_GIVEN TASK_
Lay out every line of the material below as a Markdown table with the columns Row and Line, numbering each row and omitting blank lines. Leave the pictures out of the table.

─── EXCERPTED DATA

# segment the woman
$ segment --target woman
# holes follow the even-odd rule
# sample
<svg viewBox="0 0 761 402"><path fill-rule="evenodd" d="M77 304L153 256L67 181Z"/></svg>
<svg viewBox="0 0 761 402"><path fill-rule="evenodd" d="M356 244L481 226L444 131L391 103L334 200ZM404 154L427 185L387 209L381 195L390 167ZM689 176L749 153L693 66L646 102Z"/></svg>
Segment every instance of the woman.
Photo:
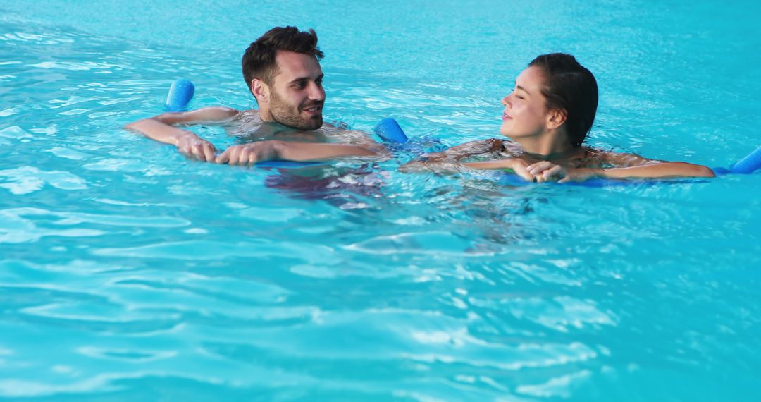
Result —
<svg viewBox="0 0 761 402"><path fill-rule="evenodd" d="M403 167L510 169L536 182L582 181L591 177L713 177L705 166L645 159L582 146L597 109L597 83L571 55L540 56L518 75L515 89L502 99L498 139L474 141L430 154ZM469 161L479 157L489 159Z"/></svg>

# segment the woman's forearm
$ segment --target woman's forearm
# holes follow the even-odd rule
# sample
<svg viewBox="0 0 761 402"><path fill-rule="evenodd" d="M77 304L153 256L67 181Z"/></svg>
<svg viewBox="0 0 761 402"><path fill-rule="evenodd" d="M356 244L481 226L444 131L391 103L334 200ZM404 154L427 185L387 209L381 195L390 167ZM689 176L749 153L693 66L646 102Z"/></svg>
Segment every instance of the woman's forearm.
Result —
<svg viewBox="0 0 761 402"><path fill-rule="evenodd" d="M713 171L700 164L686 162L661 162L629 168L593 169L594 175L610 179L633 177L715 177Z"/></svg>

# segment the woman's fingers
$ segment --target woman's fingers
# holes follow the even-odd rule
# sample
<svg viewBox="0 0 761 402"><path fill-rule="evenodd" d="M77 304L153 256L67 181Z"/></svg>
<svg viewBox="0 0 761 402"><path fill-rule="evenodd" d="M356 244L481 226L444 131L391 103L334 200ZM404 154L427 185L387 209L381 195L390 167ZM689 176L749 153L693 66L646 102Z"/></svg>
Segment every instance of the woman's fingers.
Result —
<svg viewBox="0 0 761 402"><path fill-rule="evenodd" d="M546 180L550 180L552 179L560 179L565 176L565 171L562 166L555 165L546 171L542 172L542 176Z"/></svg>
<svg viewBox="0 0 761 402"><path fill-rule="evenodd" d="M230 161L230 152L232 148L228 148L224 150L219 156L217 157L217 163L228 163Z"/></svg>
<svg viewBox="0 0 761 402"><path fill-rule="evenodd" d="M550 162L549 161L542 161L541 162L537 162L535 164L528 165L526 168L526 170L527 170L528 172L530 173L531 174L536 176L537 174L540 174L543 171L549 169L553 166L556 166L556 164L553 164L552 162Z"/></svg>
<svg viewBox="0 0 761 402"><path fill-rule="evenodd" d="M203 144L203 155L205 157L205 161L213 162L215 157L217 155L217 148L211 142L205 142Z"/></svg>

──────

_TASK RESPONSE_
| Row | Line |
|---|---|
| 1 | # segment the woman |
| 2 | $ segment --target woman |
| 3 | # holes follow the even-odd rule |
| 4 | # sample |
| 5 | <svg viewBox="0 0 761 402"><path fill-rule="evenodd" d="M77 304L153 256L67 181Z"/></svg> |
| 6 | <svg viewBox="0 0 761 402"><path fill-rule="evenodd" d="M356 244L481 226L444 131L391 103L334 200ZM404 154L427 185L387 209L381 195L390 167ZM689 176L749 153L693 66L646 102Z"/></svg> |
| 7 | Segment every instance of the woman. |
| 8 | Photo: |
| 9 | Result — |
| 10 | <svg viewBox="0 0 761 402"><path fill-rule="evenodd" d="M403 167L510 169L536 182L582 181L591 177L713 177L705 166L645 159L582 146L597 109L597 83L571 55L540 56L518 75L515 89L502 99L498 139L474 141L430 154ZM469 161L479 157L489 159Z"/></svg> |
| 11 | # segment the woman's forearm |
| 12 | $ segment --target woman's forearm |
| 13 | # holes follow the even-odd rule |
| 14 | # sample |
| 15 | <svg viewBox="0 0 761 402"><path fill-rule="evenodd" d="M77 304L153 256L67 181Z"/></svg> |
| 16 | <svg viewBox="0 0 761 402"><path fill-rule="evenodd" d="M356 244L481 226L444 131L391 103L334 200ZM404 154L427 185L387 209L381 195L390 167ZM689 176L749 153L693 66L646 102Z"/></svg> |
| 17 | Segment every instance of the woman's forearm. |
| 18 | Result — |
| 19 | <svg viewBox="0 0 761 402"><path fill-rule="evenodd" d="M713 171L700 164L686 162L661 162L629 168L593 169L594 175L610 179L633 177L715 177Z"/></svg> |
| 20 | # segment the woman's fingers |
| 21 | $ segment --target woman's fingers |
| 22 | # holes follow the even-odd rule |
| 23 | # sample |
| 24 | <svg viewBox="0 0 761 402"><path fill-rule="evenodd" d="M77 304L153 256L67 181Z"/></svg> |
| 25 | <svg viewBox="0 0 761 402"><path fill-rule="evenodd" d="M356 244L481 226L444 131L391 103L334 200ZM404 154L427 185L387 209L381 195L390 167ZM689 176L749 153L693 66L646 102Z"/></svg> |
| 26 | Segment every instance of the woman's fingers. |
| 27 | Result — |
| 28 | <svg viewBox="0 0 761 402"><path fill-rule="evenodd" d="M546 180L550 180L552 179L560 179L565 176L565 171L562 166L555 165L546 171L542 172L542 176Z"/></svg> |
| 29 | <svg viewBox="0 0 761 402"><path fill-rule="evenodd" d="M230 161L230 152L232 148L228 148L224 150L219 156L217 157L217 163L228 163Z"/></svg> |
| 30 | <svg viewBox="0 0 761 402"><path fill-rule="evenodd" d="M550 162L549 161L542 161L541 162L537 162L535 164L528 165L526 168L526 170L527 170L528 172L530 173L531 174L536 176L537 174L540 174L543 171L549 169L553 166L556 166L556 164L553 164L552 162Z"/></svg> |
| 31 | <svg viewBox="0 0 761 402"><path fill-rule="evenodd" d="M203 144L203 155L205 157L205 161L213 162L215 157L217 155L217 148L211 142L205 142Z"/></svg> |